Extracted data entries

---------------

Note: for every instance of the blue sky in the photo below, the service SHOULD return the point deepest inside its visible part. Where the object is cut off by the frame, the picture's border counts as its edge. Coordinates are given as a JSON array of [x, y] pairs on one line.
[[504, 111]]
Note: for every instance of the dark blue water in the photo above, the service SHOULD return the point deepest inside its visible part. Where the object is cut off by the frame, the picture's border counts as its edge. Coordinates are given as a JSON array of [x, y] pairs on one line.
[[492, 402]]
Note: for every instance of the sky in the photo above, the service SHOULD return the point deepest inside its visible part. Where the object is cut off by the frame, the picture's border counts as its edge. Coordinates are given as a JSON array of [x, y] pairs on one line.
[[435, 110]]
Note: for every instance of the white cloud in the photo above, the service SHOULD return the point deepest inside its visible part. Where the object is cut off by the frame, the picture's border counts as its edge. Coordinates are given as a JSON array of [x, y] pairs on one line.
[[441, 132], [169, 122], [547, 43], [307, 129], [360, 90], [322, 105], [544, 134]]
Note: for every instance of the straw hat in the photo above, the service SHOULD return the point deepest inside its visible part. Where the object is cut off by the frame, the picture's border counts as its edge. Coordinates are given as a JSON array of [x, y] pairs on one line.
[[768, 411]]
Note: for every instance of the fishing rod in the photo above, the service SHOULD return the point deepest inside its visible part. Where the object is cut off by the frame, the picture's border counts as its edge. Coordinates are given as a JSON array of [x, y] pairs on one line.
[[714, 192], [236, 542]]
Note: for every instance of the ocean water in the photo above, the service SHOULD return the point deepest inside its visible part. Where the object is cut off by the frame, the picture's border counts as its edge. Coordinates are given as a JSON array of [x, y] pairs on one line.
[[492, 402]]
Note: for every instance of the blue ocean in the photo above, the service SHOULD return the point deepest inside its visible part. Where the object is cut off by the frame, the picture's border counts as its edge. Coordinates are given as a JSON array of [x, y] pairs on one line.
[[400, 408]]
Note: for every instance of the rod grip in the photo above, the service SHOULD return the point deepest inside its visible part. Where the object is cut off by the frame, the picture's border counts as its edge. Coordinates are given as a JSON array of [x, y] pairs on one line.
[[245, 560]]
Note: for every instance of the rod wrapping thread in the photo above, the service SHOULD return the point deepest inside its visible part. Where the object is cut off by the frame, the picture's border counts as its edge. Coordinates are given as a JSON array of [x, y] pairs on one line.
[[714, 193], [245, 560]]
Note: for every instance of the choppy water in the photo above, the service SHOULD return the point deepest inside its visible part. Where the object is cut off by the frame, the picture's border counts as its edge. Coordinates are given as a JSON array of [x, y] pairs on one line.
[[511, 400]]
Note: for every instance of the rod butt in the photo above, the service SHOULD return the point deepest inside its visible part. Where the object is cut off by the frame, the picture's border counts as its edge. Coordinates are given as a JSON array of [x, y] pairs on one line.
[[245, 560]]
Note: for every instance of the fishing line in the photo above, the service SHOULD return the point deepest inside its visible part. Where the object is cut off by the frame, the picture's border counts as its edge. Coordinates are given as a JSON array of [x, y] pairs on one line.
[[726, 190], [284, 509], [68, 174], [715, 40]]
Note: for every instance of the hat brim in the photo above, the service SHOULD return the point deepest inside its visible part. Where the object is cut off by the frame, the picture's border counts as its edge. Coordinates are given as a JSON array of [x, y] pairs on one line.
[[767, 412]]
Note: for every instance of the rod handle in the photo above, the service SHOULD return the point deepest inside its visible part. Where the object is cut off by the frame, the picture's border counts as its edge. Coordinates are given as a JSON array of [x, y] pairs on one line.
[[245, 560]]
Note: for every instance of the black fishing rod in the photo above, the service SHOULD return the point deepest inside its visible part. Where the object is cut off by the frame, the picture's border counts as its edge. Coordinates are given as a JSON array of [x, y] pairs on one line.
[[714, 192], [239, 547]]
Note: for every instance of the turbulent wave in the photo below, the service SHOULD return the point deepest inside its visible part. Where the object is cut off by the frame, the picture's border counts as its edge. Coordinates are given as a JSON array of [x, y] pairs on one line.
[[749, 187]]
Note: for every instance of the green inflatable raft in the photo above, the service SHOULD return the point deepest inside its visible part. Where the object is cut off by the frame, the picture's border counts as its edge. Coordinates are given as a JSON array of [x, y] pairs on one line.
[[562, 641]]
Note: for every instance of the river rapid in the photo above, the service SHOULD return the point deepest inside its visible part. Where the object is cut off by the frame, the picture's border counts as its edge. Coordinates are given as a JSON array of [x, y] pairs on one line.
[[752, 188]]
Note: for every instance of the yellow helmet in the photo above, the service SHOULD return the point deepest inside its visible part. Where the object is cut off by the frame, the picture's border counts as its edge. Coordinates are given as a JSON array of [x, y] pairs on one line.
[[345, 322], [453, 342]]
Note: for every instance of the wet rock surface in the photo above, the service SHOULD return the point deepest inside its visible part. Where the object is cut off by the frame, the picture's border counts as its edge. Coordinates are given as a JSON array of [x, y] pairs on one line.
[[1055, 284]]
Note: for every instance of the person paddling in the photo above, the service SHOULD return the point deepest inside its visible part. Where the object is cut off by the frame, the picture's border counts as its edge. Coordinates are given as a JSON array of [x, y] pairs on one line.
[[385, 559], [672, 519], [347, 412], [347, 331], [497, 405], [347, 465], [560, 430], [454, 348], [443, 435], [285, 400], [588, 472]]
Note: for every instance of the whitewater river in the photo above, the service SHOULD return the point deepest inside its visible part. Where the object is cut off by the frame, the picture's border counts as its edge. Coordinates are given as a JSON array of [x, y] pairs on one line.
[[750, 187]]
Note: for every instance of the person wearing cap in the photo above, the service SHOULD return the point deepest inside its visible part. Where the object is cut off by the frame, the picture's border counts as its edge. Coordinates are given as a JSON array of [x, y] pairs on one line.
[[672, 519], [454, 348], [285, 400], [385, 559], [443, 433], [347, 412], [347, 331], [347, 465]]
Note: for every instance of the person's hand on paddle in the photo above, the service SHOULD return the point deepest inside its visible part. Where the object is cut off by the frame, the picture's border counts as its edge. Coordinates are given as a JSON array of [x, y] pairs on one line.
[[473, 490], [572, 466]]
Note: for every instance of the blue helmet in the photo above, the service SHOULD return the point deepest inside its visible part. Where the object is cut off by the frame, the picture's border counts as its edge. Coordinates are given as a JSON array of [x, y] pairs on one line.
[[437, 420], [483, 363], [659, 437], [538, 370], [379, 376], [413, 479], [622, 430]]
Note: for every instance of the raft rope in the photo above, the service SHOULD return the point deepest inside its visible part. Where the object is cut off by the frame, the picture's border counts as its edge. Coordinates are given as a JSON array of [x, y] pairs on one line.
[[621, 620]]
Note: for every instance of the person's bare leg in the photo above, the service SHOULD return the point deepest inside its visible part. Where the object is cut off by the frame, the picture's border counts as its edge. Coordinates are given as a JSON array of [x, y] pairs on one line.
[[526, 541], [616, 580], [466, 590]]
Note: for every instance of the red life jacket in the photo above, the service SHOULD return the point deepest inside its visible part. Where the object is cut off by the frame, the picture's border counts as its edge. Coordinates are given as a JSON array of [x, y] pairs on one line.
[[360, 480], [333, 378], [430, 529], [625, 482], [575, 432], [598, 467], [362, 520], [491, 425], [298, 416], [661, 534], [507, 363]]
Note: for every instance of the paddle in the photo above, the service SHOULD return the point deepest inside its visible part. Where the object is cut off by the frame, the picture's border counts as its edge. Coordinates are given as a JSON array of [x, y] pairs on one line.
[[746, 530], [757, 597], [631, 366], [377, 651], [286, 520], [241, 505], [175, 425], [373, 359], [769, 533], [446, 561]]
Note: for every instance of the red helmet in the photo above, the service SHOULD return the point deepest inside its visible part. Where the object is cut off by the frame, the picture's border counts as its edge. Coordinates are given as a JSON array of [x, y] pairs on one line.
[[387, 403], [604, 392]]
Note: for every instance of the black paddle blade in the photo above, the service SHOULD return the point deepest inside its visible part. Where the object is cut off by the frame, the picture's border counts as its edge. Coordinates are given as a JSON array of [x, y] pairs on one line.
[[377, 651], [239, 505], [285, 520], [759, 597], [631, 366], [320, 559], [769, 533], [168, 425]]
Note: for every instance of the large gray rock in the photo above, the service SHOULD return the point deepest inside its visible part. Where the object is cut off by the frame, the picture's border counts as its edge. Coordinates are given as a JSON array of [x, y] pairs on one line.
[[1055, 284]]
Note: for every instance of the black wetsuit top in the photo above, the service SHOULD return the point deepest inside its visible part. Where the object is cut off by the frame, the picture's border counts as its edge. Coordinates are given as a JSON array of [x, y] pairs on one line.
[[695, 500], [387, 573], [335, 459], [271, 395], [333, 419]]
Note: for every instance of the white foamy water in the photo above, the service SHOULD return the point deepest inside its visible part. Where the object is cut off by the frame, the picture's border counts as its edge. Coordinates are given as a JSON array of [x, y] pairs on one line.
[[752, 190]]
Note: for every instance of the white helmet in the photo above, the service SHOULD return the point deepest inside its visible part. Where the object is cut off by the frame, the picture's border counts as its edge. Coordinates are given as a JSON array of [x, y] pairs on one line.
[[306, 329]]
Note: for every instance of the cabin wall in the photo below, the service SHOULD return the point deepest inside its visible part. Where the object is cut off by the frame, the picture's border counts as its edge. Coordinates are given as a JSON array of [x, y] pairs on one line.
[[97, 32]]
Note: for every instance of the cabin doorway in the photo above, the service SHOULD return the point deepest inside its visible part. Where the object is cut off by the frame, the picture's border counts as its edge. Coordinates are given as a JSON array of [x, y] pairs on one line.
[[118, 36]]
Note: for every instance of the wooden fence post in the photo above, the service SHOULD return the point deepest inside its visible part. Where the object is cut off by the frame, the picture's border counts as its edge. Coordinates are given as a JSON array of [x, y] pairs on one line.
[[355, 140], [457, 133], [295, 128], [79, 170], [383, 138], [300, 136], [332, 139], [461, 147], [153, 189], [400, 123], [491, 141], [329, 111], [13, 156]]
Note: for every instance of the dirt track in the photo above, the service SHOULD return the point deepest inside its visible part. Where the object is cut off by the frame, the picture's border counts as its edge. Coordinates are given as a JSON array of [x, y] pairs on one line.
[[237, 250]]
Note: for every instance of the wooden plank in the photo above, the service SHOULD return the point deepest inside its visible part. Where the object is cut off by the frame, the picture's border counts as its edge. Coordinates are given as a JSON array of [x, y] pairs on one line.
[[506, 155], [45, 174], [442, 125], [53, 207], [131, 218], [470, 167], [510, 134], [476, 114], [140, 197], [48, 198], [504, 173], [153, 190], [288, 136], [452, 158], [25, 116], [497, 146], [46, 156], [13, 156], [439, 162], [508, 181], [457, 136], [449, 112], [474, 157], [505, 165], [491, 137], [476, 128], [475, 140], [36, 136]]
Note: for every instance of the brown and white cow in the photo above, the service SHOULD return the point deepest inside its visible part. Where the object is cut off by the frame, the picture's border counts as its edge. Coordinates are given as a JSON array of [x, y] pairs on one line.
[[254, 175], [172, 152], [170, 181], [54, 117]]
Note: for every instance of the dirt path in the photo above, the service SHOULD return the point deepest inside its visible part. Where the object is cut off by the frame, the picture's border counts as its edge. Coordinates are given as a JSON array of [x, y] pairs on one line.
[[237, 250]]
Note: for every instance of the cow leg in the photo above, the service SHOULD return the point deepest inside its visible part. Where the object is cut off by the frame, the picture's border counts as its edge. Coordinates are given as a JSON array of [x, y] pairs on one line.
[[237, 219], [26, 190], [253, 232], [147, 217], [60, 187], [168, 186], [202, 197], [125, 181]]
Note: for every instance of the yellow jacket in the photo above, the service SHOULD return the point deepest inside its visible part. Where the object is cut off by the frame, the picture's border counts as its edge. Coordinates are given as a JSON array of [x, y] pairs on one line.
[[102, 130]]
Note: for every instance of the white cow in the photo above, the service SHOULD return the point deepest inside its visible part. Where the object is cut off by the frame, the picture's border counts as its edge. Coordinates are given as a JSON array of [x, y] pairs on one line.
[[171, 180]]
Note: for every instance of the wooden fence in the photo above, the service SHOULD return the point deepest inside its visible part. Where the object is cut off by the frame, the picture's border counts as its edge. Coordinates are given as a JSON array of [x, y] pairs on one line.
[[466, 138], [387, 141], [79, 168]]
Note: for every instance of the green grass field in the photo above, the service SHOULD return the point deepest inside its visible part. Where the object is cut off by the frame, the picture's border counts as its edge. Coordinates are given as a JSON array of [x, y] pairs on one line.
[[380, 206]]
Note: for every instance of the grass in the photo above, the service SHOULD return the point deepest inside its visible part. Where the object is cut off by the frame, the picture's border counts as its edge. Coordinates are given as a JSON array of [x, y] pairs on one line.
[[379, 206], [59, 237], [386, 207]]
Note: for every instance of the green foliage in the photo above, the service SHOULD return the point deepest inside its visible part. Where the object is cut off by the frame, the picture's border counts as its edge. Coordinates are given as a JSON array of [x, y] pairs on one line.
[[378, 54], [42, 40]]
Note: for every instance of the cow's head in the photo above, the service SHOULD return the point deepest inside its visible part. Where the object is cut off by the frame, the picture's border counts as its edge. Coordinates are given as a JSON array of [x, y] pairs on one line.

---------------

▸ **Work item**
The answer must be the lines from the one containing "Note: for every instance of the grass" to the final line of the data above, copied exactly, both included, with nothing added.

▸ **Response to this exercise**
Note: for every instance of the grass in the photo above, the service SHOULD return the point deepest inside its visible part. Where the object is cut off by the frame, the picture's border counts as its edge. Coordinates are given as a JSON array of [x, y] pairs on one line.
[[379, 206], [59, 237], [386, 207]]
Note: for every instance of the green foliage in the photo above, the service SHOULD return the point deepest inside its visible part. Where the object is cut off by the frame, the picture's border counts as its edge. Coordinates are given as a JSON array of [x, y] pairs on one line.
[[378, 54], [42, 40]]
Note: for every instance of the cow's head in the photo above, the service SHOULD return the point deepest inside its visible part. Where the object is cut off by the frame, the picture's border counts as its edge. Coordinates are given as a JSON array of [x, y] pairs on one line.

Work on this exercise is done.